[Start Provided entries]

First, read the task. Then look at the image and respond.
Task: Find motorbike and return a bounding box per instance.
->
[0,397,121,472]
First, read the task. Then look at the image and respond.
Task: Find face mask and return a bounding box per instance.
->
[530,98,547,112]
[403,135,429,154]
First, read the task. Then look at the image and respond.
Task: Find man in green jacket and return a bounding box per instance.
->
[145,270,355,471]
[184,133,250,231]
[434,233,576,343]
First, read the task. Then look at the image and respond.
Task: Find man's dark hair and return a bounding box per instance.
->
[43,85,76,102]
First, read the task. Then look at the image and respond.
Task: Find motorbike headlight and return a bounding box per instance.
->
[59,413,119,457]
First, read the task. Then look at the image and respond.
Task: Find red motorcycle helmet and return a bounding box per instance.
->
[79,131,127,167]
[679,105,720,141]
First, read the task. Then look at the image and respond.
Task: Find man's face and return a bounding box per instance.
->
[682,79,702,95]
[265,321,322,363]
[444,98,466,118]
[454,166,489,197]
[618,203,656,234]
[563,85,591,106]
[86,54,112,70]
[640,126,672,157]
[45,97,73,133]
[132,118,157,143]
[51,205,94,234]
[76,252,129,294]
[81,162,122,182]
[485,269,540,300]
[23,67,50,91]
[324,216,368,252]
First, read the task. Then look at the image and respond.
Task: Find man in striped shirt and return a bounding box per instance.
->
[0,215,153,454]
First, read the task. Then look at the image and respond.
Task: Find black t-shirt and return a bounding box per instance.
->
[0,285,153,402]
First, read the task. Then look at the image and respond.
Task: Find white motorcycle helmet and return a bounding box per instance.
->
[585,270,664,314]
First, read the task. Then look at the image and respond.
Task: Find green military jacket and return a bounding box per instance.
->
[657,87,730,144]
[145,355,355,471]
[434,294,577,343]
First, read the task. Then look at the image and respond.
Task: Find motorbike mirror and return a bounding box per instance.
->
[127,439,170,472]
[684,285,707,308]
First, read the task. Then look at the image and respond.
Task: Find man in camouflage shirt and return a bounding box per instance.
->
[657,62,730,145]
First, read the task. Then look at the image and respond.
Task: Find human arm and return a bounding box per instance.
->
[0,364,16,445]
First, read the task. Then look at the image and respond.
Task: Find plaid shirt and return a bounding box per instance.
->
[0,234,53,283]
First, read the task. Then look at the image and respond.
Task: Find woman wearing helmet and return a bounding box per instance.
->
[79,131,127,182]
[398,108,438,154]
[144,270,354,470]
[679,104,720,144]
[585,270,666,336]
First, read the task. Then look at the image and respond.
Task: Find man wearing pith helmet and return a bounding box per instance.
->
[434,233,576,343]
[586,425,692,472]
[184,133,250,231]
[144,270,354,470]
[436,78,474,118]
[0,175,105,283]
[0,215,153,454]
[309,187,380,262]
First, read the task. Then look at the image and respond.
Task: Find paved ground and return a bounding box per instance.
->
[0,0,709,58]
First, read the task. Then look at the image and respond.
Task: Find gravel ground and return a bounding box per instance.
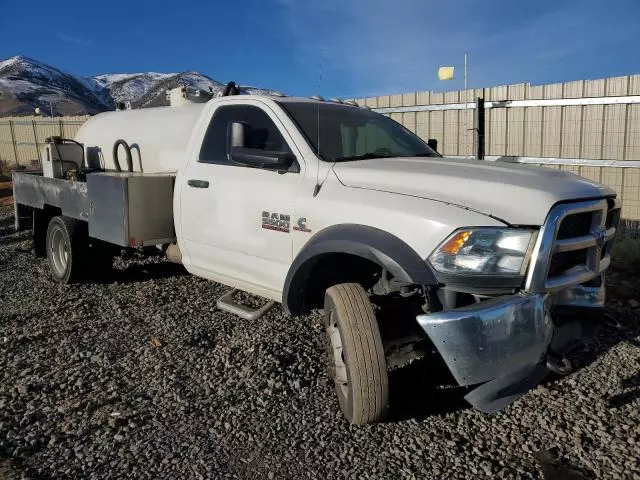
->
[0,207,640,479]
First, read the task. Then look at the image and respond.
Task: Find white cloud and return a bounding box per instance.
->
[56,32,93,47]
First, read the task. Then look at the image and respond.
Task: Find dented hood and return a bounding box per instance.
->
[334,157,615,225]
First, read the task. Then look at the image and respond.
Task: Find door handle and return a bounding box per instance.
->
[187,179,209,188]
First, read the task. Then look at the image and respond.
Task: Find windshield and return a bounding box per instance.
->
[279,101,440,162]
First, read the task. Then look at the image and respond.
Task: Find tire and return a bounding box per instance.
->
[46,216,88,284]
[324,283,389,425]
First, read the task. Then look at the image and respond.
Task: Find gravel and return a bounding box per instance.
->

[End Provided entries]

Task: Update the listing above by replacing every "motorbike" with "scooter" and changing nothing else. Leave the pictures out of your answer.

Result of the exercise:
First, read the task. Then look at the image and respond.
Task: Find scooter and return a bounding box per instance.
->
[0,397,121,472]
First, read the task. Then look at the image and respond.
Task: Find face mask and return a bounding box per instance.
->
[530,98,547,112]
[403,135,429,154]
First, read the task. Then look at the image and respond.
Task: Find man in green jacket and return a bounding box per instance.
->
[145,270,355,471]
[184,133,250,231]
[434,233,576,343]
First, read the task. Then look at the image and respond.
Task: Find man's dark hair and return a bounding box per instance.
->
[43,85,76,102]
First, read the task. Then look at the image and respond.
Task: Find scooter headlight and return a bounding box per instance.
->
[59,413,119,457]
First, read the task. Then look at the image and respond.
Task: Find red motorcycle helmet and return a bounding box per instance.
->
[79,131,127,167]
[679,105,720,141]
First, read the task. Then look at the image and respond.
Task: Find man's face and return a bounding box per instance.
->
[682,79,702,95]
[265,321,322,363]
[444,98,466,118]
[454,166,489,197]
[618,203,656,234]
[563,85,591,106]
[86,54,112,70]
[640,126,672,157]
[45,97,73,133]
[132,118,157,143]
[51,205,94,234]
[76,252,129,294]
[81,162,122,182]
[485,269,540,300]
[23,67,50,91]
[324,216,368,252]
First, read the task. Then look at the image and respond.
Task: Find man in striped shirt and return a bounding box per instance.
->
[0,215,153,454]
First, read the task. Then look at the image and respond.
Task: Find black t-shirt and return a bounding box per instance.
->
[0,285,153,402]
First, read the task. Then look at the image and respond.
Task: Find white motorcycle helmet and return a bounding box per instance.
->
[585,270,664,314]
First, read the task. Then look at the image and respond.
Task: Find green military jacket and return a bounding box per instance.
->
[657,87,730,144]
[145,355,355,471]
[434,294,577,343]
First, read the task. Then look at the image and respond.
Task: Find scooter mirror and return a bounding box per instance.
->
[127,439,170,472]
[684,285,707,308]
First, read the task. Then look at the image and respond.
Task: Find man in camouflage shirt and return a bounding box per instance.
->
[657,62,730,145]
First, read the task. Then look at the image and respond.
Task: Find human arm and return a bounding box per instance.
->
[0,364,16,445]
First, read the task. Then look at the image and respond.
Task: Find plaid shirt and return a bounding box per instance.
->
[0,234,53,283]
First, read the task. Then look at the image and respond.
Task: Find woman wearing helmet and return a bounding box per instance.
->
[79,131,127,182]
[398,108,438,154]
[144,270,354,470]
[679,104,720,144]
[585,270,666,336]
First, read the task. Then look at the image and respond.
Task: Find man wearing pith helmet and return a bounding box per instance.
->
[434,233,576,343]
[586,425,692,472]
[184,133,250,231]
[144,270,354,470]
[436,78,474,118]
[0,175,105,283]
[0,215,153,454]
[309,187,380,262]
First, read the task. Then look at the image and respond.
Task: Find paved ground and return a bounding box per instance.
->
[0,0,709,58]
First, read the task. Then look at the image and respond.
Task: Find gravel ground and return a bounding box per instance.
->
[0,207,640,479]
First, read the task. Then look at the image and respond.
Task: Find white cloud and return a bounding box per instance.
->
[56,32,93,47]
First, read the task. Then look at the image and respond.
Task: Find dented hood and return a bounding box per instance.
->
[334,157,615,225]
First, read the task. Then look at the image and respond.
Task: Find door handle and return a bounding box per instance.
->
[187,179,209,188]
First, read the task. Then look at the image and respond.
Task: Find windshield and return a bounding box per instance.
->
[279,101,440,162]
First, read the task. Then look at the image and respond.
Task: Find tire and return a bounding box per instance.
->
[46,216,88,284]
[324,283,389,425]
First, read the task. Then look at the image and respond.
Task: Find gravel and return a bounding box per instance.
->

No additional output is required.